▶ Required task
Output, with no changes, the span of lines that opens with the line containing "Performance-review request: for every instance of the navy" and closes with the last line.

○ ○ ○ ○ ○ ○ ○

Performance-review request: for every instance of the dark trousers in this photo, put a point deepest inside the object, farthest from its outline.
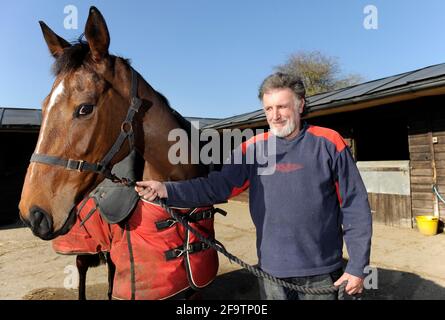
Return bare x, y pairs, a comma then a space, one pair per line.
273, 291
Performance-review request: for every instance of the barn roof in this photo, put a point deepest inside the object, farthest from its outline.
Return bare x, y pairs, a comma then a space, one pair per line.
422, 82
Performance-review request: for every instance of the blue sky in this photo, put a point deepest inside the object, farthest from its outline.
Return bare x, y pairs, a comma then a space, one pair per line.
209, 56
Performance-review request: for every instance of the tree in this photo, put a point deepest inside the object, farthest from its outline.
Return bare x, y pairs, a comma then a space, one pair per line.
320, 73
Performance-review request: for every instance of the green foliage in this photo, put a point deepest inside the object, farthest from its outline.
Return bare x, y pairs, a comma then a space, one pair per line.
320, 73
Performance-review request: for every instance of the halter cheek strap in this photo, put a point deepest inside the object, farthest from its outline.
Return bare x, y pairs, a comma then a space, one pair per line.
102, 167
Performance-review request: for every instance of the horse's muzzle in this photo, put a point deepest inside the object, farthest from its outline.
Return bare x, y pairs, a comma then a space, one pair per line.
40, 223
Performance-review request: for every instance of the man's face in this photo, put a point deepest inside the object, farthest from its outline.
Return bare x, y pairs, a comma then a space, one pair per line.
283, 109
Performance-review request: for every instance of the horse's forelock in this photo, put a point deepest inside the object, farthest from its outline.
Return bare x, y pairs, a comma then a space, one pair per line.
75, 56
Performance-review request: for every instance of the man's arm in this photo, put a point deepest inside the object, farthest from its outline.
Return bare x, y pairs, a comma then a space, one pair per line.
216, 188
356, 218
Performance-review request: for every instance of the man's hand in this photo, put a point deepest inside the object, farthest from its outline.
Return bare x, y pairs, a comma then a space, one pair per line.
354, 285
149, 190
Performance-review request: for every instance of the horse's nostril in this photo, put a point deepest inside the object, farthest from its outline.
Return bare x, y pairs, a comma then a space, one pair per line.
41, 223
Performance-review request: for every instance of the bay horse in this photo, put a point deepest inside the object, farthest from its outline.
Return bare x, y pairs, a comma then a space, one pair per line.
83, 116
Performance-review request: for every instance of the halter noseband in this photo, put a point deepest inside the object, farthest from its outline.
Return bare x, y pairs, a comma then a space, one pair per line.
102, 167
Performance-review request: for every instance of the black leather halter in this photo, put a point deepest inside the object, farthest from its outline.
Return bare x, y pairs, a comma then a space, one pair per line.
102, 167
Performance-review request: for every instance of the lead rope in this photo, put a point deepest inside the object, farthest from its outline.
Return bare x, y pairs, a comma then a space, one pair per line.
215, 244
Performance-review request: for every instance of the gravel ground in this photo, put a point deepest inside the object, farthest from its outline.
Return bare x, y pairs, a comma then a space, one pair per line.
409, 265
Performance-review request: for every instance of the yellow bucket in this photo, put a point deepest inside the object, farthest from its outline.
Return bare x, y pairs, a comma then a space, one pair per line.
427, 225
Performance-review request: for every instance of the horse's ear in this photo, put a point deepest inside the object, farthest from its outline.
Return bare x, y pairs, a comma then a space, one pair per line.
97, 35
55, 43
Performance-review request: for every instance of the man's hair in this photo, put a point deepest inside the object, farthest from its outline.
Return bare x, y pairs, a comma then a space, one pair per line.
280, 80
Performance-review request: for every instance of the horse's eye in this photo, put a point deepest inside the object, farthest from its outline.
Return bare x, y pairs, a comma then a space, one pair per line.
84, 110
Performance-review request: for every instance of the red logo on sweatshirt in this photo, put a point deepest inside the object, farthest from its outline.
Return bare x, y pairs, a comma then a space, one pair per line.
288, 167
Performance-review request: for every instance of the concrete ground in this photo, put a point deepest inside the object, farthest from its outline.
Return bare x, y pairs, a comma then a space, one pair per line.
409, 265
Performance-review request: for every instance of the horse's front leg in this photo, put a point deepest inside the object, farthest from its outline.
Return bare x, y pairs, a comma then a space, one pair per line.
111, 271
82, 263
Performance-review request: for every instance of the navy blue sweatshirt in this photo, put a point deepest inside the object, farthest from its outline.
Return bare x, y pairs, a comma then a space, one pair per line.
312, 199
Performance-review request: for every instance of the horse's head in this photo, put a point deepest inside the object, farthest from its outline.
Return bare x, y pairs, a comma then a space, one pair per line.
81, 119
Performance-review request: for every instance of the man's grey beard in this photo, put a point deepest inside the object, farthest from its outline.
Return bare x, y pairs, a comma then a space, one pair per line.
285, 131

○ ○ ○ ○ ○ ○ ○

▶ Answer for this exercise
Performance-review request: for every instance of the navy blue sweatshirt in this photo, put a point deepest inside the object, farthest from its outline.
Return bare x, y pairs, a comma then a space, one pair per line.
312, 199
Performance-review request: for every instance of the horse's head in this photo, put a point deepest inside the object, farthest from its outline.
Return bare x, y pairs, a comma then a space, one pair per line.
81, 119
Performance-review request: for every instance of the man's grey beard in this photo, put a point deepest inside the object, farthest from its outline.
Return bare x, y pairs, a comma then a space, one pair per line.
285, 131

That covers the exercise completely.